--- Begin WORKING DATA ---

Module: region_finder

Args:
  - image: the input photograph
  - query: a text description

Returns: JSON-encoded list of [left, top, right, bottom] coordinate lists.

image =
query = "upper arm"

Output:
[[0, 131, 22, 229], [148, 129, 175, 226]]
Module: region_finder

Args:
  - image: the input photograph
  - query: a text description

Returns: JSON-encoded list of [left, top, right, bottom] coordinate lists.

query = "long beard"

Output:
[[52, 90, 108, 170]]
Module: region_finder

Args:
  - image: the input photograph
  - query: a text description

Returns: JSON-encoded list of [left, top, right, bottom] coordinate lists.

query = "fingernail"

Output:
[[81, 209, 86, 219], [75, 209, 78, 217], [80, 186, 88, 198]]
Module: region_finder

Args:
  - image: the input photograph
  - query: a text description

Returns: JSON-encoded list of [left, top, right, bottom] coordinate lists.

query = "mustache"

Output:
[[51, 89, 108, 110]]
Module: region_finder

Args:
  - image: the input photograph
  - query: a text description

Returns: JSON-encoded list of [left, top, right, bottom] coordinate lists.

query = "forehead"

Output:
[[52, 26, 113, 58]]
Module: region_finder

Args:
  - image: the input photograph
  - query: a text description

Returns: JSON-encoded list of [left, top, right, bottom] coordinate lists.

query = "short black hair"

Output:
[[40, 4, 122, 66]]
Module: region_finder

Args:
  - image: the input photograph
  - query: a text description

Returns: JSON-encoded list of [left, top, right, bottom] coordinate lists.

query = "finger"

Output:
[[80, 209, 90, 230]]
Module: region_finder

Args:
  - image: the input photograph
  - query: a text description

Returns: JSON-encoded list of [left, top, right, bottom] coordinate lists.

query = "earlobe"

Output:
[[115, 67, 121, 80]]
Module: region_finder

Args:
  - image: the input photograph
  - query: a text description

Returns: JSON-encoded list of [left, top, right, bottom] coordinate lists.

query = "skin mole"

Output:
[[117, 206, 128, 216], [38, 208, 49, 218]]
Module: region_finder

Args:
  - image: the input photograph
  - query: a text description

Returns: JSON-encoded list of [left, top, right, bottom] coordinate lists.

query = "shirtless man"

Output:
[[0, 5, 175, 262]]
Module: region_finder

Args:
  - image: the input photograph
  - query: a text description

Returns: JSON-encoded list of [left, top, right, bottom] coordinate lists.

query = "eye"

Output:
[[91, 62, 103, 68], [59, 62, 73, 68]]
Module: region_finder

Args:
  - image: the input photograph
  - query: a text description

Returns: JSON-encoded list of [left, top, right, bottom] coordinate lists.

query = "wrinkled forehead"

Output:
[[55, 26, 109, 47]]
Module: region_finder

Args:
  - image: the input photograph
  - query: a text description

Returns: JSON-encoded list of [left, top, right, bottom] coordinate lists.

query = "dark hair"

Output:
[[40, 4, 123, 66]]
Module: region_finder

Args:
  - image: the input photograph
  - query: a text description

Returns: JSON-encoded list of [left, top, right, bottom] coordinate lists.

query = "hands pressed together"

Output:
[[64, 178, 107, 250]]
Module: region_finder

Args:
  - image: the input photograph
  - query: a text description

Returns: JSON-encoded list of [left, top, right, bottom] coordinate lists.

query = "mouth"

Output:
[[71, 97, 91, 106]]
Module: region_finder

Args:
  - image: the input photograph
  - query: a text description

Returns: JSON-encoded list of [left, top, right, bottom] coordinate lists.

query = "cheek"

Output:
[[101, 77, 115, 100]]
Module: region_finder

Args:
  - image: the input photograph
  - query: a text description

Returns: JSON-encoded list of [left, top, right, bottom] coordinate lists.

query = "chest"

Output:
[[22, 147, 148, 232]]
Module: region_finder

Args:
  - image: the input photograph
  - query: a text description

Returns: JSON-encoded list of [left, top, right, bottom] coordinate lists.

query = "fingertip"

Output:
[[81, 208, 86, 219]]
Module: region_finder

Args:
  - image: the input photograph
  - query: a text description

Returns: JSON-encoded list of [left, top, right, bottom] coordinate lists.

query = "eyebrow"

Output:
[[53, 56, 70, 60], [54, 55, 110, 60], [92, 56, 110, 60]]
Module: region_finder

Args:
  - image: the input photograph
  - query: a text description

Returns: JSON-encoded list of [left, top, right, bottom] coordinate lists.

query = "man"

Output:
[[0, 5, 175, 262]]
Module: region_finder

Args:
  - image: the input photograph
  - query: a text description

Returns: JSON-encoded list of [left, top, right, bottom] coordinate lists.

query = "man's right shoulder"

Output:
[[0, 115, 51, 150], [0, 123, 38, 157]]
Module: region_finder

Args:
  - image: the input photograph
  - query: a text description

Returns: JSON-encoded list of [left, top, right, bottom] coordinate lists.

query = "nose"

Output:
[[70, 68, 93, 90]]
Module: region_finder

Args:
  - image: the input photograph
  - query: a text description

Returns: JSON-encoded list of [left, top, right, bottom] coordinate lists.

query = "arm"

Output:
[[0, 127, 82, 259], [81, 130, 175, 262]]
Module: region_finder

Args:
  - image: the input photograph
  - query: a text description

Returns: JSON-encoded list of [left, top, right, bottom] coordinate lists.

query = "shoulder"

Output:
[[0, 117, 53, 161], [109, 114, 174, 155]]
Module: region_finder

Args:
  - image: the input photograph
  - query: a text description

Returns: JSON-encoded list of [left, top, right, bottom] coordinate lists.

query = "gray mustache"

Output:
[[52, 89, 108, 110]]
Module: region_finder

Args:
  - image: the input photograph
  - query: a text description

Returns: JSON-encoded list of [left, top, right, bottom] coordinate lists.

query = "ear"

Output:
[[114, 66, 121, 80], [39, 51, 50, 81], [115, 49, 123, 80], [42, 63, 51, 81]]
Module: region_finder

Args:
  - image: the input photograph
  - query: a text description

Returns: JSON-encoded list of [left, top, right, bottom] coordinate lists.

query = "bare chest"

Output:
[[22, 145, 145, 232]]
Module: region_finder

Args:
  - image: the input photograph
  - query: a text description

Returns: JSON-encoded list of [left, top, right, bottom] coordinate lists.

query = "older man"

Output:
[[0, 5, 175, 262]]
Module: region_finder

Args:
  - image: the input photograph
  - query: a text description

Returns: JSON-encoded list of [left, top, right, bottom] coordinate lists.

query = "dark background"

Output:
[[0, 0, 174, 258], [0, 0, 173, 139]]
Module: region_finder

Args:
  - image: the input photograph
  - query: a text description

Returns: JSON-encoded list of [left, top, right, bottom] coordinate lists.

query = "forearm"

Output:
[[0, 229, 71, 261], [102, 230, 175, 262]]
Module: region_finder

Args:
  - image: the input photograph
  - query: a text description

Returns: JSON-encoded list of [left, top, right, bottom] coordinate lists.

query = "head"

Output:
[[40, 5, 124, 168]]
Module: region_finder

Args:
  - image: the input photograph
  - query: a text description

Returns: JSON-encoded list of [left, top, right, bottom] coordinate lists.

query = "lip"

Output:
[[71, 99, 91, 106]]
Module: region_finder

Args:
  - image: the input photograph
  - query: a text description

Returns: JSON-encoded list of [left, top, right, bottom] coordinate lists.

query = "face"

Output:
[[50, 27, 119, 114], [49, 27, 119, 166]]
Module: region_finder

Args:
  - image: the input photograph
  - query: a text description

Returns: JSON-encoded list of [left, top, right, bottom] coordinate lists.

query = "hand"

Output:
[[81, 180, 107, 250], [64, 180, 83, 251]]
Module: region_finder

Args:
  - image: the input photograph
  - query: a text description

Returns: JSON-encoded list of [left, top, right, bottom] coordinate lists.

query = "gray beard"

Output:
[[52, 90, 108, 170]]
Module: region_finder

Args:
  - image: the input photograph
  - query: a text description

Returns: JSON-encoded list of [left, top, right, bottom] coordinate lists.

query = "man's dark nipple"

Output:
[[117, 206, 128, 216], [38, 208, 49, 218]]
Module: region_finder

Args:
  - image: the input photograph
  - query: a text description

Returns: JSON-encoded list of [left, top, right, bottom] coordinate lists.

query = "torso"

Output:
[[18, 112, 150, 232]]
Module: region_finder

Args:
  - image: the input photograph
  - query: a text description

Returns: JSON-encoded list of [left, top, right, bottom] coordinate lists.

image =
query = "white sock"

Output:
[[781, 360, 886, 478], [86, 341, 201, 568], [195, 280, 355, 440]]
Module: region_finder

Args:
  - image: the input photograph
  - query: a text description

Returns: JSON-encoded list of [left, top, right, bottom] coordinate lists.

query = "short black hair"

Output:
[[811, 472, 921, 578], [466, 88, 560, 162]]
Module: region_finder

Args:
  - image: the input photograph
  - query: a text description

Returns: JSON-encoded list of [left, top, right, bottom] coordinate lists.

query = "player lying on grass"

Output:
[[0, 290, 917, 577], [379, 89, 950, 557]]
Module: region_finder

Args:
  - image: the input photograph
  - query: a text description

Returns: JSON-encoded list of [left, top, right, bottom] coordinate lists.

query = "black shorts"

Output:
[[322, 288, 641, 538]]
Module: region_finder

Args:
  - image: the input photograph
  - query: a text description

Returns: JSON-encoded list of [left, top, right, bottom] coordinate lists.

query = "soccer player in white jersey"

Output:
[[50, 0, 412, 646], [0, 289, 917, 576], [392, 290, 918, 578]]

--- End WORKING DATA ---

SHORT EXERCISE >> State how many lines of the listing contain the string "mustache". Give only the number.

OUTPUT BELOW >> 2